- _Selected excerpt_
Reporting a vulnerability

If you discover a security vulnerability in aozora — a parser crash on untrusted input, a memory-safety issue, an HTML-injection bypass in the renderer, or anything with exploitative potential — do not open a public issue. Instead:

  1. Preferred: open a private report via GitHub Security Advisories. This lets us discuss and patch before disclosure.
  2. Alternative: email the maintainer at 42543015+P4suta@users.noreply.github.com with the subject [aozora security] <short summary>.

Please include:

  • The shortest input or reproduction steps that trigger the issue.
  • The aozora version / commit hash and the Rust toolchain version.
  • Whether the issue is reachable via untrusted input (e.g. rendering user-supplied 青空文庫 source).
  • Your proposed CVSS severity, if you have one in mind.

Response expectations

  • Reports are acknowledged within 7 days.
  • Triage, patch, and coordinated disclosure typically complete within 30–60 days for high-severity issues, faster for critical ones.
  • Credits (unless you prefer anonymity) are noted in the security advisory.

Scope

In scope:

  • Crashes, panics, or non-termination on any UTF-8 or Shift_JIS input within 10 MiB.
  • HTML-escape bypass in the renderer (crates/aozora-render), since rendered output is embedded in web pages.
  • Out-of-bounds reads, integer overflow, use-after-free, or other memory-safety violations. The Rust crates use #![forbid(unsafe_code)]; aozora-ffi and aozora-scan carry documented carve-outs and are explicitly in scope.

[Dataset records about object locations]
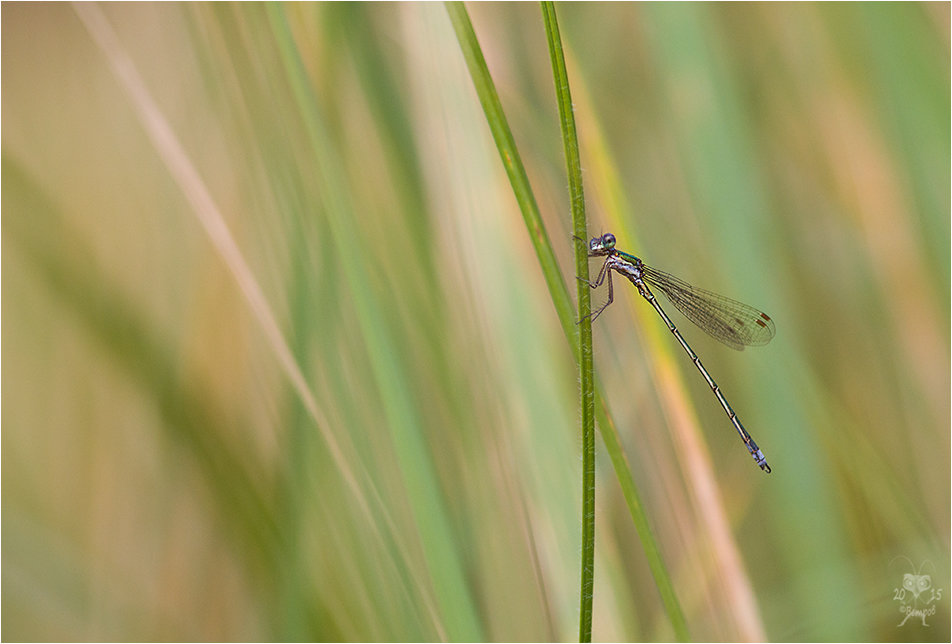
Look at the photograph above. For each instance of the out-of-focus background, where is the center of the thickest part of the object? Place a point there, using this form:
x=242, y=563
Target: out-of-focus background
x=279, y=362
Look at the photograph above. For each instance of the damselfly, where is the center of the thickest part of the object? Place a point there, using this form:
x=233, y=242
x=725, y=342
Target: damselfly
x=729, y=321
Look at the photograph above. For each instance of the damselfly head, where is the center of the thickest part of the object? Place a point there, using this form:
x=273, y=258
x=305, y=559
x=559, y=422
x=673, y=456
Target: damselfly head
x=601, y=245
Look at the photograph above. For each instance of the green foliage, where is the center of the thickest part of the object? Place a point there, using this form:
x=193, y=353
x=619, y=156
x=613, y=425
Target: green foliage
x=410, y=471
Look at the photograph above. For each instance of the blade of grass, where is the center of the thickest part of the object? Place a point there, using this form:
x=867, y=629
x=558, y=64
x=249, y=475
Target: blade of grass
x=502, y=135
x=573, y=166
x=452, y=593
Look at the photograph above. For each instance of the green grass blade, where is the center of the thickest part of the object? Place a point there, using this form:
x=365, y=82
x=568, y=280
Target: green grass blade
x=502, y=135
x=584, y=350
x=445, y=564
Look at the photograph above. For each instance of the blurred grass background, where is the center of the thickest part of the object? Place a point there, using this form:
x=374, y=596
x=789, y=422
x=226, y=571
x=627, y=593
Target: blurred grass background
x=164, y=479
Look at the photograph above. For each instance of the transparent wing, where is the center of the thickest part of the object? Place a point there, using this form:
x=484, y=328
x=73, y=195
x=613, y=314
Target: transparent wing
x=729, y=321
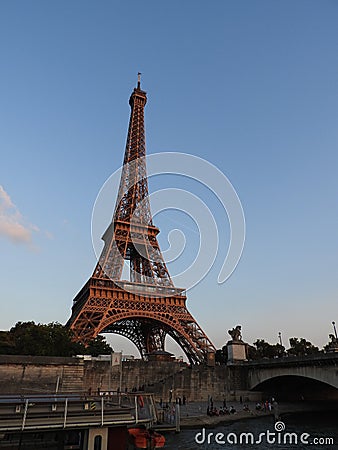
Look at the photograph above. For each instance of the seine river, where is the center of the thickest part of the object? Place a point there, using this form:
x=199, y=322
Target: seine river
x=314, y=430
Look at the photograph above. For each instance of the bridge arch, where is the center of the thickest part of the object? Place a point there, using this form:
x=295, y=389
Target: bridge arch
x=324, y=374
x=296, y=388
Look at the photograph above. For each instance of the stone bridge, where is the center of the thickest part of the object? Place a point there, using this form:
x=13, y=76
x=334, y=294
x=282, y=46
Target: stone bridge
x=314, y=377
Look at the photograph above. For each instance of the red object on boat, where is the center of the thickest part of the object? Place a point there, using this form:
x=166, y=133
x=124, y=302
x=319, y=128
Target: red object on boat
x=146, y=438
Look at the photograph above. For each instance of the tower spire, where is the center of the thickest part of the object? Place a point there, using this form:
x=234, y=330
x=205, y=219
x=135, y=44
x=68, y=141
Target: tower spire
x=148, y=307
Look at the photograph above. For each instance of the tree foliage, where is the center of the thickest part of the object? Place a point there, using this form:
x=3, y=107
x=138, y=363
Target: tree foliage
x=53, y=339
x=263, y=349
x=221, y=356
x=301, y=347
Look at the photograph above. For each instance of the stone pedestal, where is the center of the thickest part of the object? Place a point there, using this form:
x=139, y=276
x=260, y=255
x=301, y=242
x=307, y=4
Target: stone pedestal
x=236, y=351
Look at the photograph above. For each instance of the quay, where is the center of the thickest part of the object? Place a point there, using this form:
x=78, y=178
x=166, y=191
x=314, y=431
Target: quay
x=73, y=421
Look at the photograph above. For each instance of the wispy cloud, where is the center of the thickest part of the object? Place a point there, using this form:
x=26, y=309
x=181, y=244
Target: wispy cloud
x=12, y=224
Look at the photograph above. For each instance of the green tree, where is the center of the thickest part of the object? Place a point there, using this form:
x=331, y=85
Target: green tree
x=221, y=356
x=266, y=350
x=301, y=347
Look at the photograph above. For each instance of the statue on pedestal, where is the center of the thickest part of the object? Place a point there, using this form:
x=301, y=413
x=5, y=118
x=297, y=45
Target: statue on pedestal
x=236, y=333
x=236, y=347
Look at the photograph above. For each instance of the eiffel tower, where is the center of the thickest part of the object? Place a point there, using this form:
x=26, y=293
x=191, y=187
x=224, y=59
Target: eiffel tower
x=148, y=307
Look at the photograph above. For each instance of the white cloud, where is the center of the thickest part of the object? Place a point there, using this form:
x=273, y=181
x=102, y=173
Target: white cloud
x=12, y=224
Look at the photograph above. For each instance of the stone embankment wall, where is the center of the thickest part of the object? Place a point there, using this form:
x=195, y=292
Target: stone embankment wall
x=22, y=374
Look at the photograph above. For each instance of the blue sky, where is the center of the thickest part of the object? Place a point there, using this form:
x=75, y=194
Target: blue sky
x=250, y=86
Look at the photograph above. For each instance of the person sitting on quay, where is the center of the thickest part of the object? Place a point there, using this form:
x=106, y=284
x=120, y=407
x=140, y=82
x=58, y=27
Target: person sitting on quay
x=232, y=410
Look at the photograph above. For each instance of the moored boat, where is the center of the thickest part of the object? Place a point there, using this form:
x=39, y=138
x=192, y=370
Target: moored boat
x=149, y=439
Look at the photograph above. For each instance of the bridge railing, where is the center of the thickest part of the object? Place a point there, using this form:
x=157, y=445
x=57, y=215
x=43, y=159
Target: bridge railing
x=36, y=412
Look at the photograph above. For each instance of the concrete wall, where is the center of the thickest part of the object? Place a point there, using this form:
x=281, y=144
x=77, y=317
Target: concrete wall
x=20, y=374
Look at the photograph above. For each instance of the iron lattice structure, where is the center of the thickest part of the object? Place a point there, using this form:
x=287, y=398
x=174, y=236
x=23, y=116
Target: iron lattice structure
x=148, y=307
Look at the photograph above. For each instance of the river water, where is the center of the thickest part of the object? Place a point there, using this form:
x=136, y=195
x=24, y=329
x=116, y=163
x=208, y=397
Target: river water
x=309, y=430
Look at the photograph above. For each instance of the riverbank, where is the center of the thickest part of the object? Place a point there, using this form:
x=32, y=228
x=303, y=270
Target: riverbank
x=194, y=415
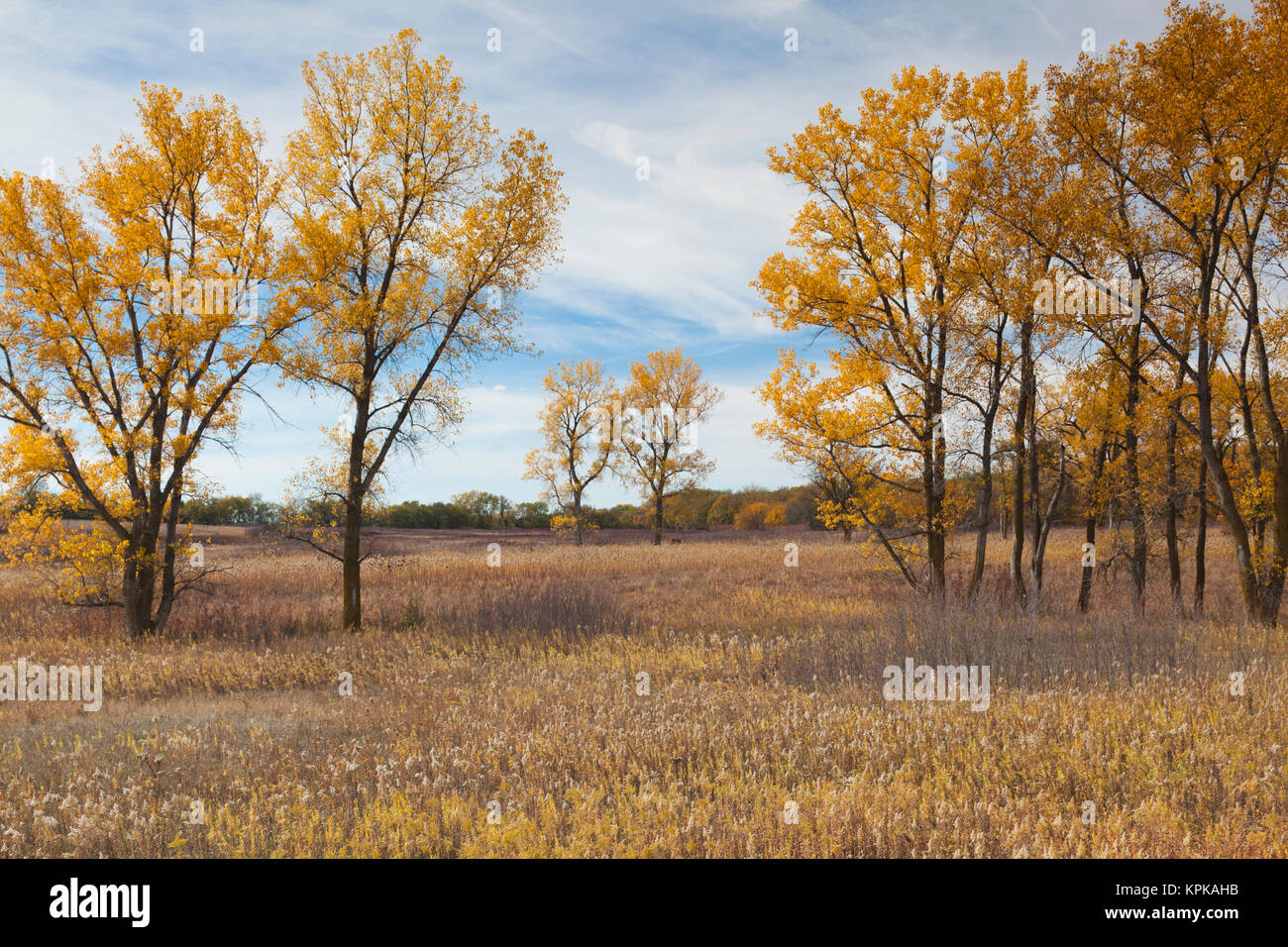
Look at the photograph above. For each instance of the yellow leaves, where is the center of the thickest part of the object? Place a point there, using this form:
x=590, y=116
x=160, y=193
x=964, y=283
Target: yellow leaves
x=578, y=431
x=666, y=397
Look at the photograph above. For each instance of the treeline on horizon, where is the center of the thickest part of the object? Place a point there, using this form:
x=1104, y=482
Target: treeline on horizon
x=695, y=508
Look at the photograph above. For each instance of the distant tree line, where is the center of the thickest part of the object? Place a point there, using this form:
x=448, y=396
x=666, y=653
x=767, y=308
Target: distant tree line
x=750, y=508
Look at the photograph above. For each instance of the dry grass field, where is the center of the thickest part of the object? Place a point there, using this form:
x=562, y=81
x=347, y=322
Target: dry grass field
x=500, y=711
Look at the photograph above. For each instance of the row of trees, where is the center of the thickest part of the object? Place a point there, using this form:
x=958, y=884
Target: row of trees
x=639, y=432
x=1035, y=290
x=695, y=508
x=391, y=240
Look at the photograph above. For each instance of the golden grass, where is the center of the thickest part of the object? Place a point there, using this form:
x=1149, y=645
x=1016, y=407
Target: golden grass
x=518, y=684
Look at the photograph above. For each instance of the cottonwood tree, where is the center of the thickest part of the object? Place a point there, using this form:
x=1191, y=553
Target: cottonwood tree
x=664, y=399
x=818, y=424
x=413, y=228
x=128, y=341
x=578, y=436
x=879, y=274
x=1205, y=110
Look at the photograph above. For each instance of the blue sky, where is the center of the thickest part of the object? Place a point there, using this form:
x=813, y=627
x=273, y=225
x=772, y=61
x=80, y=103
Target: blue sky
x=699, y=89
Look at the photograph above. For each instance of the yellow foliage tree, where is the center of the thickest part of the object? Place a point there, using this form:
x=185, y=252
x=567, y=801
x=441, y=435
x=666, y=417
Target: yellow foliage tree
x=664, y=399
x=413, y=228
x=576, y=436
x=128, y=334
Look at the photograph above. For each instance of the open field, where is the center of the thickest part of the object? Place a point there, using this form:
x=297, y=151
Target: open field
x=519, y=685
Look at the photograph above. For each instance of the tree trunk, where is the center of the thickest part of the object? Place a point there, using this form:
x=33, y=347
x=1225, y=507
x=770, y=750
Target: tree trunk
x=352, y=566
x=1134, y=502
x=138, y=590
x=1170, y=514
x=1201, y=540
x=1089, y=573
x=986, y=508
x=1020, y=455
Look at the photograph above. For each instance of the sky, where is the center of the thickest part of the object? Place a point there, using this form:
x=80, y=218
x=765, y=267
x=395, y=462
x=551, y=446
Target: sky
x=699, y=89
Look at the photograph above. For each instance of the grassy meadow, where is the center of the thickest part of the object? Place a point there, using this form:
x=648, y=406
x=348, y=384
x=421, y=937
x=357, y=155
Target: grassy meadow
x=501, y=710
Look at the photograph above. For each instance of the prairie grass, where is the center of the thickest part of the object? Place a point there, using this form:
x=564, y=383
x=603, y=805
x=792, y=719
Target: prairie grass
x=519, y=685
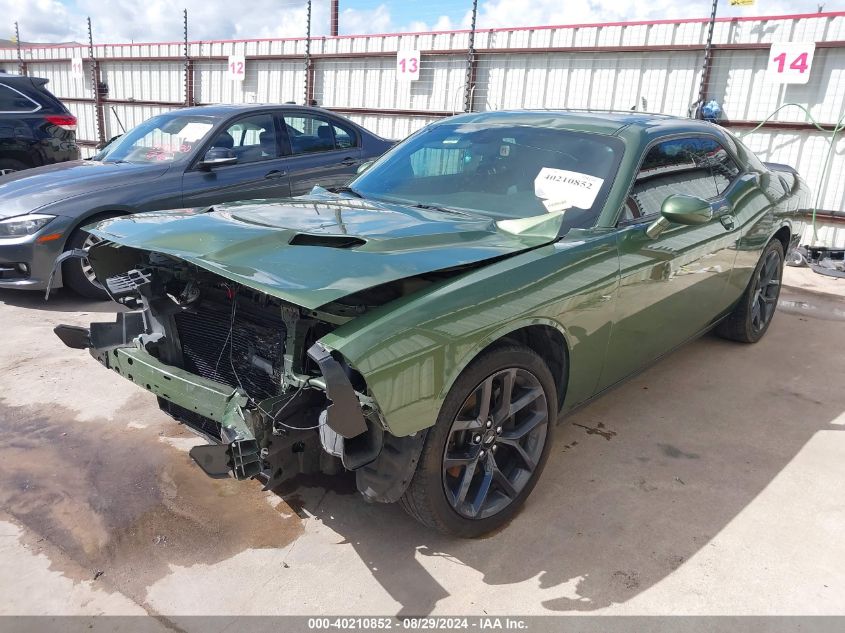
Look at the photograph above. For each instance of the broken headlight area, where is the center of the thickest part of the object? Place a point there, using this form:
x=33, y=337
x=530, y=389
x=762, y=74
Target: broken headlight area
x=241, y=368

- _Tasks_
• A. Answer these questions about the security policy:
(i) How soon are reports acknowledged?
(ii) What maximum input size applies to in-scope crashes, panics, or non-termination?
(iii) Which two crates carry documented carve-outs?
• B. Tally the lines of the listing that contain the string "iron", and give only the number.

- _Responses per task_
• A.
(i) Within 7 days.
(ii) 10 MiB.
(iii) aozora-ffi and aozora-scan.

• B. 2